Get Started

Concepts

The SCIPR algorithm for aligning scRNA-seq data is an iterative algorithm with the goal of learning a global function which can be used to align cells of one type of batch to another type of batch. It proceeds in steps, each of which consists of two phases:

  1. Matching - pairing cells between two batches of data (i.e. cells which have the same “state”).
  2. Transforming - learning a function to move the cells of one batch closer to their assigned counterpart (the cell they are paired with from step (1)) in the other batch.

Phase 1 corresponds to panel 2) in the figure below, and phase 2 corresponds to panel 3):

scipr method overview

Finally, after all of the steps of SCIPR, the resulting transformation function is actually the composition of the learned functions at each step (panel 6) in the figure above).

Implementation

The SCIPR algorithm to learn the transformation function is implemented as the scipr.SCIPR.fit() method. Users can secify which algorithms to use for the matching and the transforming, either from among the options we provide in our API, or by implementing their own custom extensions.

In particular, scipr implements the Strategy design pattern [GHJV94], where each matching or transformation algorithm is implemented as a concrete subclass of either the abstract scipr.matching.Match or scipr.transform.Transformer classes.

Examples

Use the classic Iterative Closest Points (ICP) [BeMc92] algorithm to align cells:

import scipr
from scipr.matching import Closest
from scipr.transform import Rigid

closest = Closest()
rigid = Rigid()

model = scipr.SCIPR(match_algo=closest,
                    transform_algo=rigid,
                    input_normalization='l2')
model.fit(batch_A, batch_B)

# Apply the model to get the aligned result
batch_A_aligned = model.trasform(batch_A)

Alternatively, we recommend trying matching and transformation functions more suited to scRNA-seq data:

from scipr.matching import MNN
from scipr.transform import Affine

mnn = MNN()
affine = Affine()

model = scipr.SCIPR(match_algo=mnn,
                    transform_algo=affine,
                    input_normalization='l2')

• **Given information**:

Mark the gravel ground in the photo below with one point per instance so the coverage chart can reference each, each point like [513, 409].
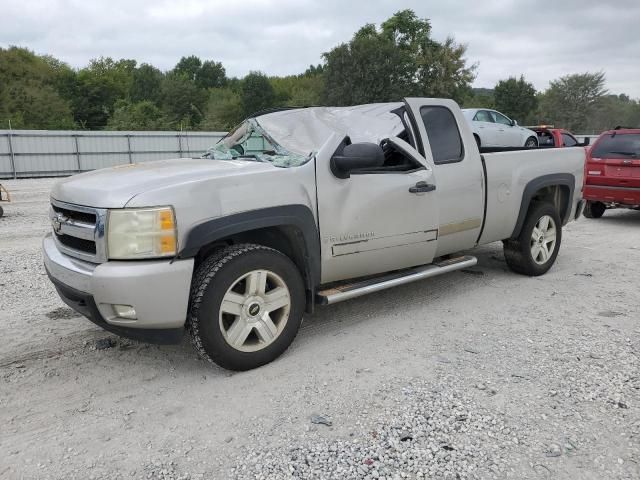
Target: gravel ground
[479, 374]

...

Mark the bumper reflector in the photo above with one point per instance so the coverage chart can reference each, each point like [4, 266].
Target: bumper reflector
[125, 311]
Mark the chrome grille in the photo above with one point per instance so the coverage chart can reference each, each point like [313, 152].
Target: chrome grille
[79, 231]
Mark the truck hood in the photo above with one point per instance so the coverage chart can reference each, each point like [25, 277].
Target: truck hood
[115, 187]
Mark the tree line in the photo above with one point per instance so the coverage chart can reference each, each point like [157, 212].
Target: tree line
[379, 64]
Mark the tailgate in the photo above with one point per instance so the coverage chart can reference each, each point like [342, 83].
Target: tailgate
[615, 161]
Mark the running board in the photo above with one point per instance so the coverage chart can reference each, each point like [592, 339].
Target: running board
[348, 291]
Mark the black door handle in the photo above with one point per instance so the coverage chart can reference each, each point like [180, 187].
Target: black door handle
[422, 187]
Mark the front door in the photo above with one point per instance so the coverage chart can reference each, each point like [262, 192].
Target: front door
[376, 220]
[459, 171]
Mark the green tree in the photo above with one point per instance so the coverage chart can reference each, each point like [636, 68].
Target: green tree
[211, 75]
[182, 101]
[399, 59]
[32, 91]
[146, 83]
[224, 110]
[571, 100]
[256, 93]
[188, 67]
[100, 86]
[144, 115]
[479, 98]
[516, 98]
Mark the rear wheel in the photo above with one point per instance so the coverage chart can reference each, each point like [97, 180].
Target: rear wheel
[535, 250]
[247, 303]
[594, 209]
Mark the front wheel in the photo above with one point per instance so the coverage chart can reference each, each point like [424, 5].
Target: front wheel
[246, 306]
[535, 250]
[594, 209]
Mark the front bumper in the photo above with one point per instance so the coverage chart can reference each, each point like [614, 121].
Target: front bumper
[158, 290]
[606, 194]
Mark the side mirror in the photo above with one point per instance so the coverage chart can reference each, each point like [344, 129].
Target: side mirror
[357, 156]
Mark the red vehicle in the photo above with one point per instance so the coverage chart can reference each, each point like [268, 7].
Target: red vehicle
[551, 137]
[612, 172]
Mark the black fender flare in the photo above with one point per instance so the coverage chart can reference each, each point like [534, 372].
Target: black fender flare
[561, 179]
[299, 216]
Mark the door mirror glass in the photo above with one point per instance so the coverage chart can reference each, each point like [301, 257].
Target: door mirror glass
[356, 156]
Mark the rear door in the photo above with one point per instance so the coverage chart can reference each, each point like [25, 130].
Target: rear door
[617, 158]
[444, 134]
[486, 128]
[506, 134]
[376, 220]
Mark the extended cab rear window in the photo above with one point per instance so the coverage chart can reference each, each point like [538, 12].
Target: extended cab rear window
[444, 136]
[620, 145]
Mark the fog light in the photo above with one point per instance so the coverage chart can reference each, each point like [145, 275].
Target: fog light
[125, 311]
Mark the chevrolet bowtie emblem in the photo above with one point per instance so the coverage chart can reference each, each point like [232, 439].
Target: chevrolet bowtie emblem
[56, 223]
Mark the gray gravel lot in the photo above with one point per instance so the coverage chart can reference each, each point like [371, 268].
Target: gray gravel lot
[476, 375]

• **Prompt 1**: In the SCIPR getting-started text, reproduce the part that opens with the words containing "import scipr" and closes with "model.fit(batch_A, batch_B)", substituting "aligner" for each occurrence of "model".
• **Prompt 2**: According to the SCIPR getting-started text, which design pattern does scipr implement for its matching and transformation algorithms?

• **Final answer 1**:
import scipr
from scipr.matching import Closest
from scipr.transform import Rigid

closest = Closest()
rigid = Rigid()

aligner = scipr.SCIPR(match_algo=closest,
                    transform_algo=rigid,
                    input_normalization='l2')
aligner.fit(batch_A, batch_B)

• **Final answer 2**: It implements the Strategy design pattern.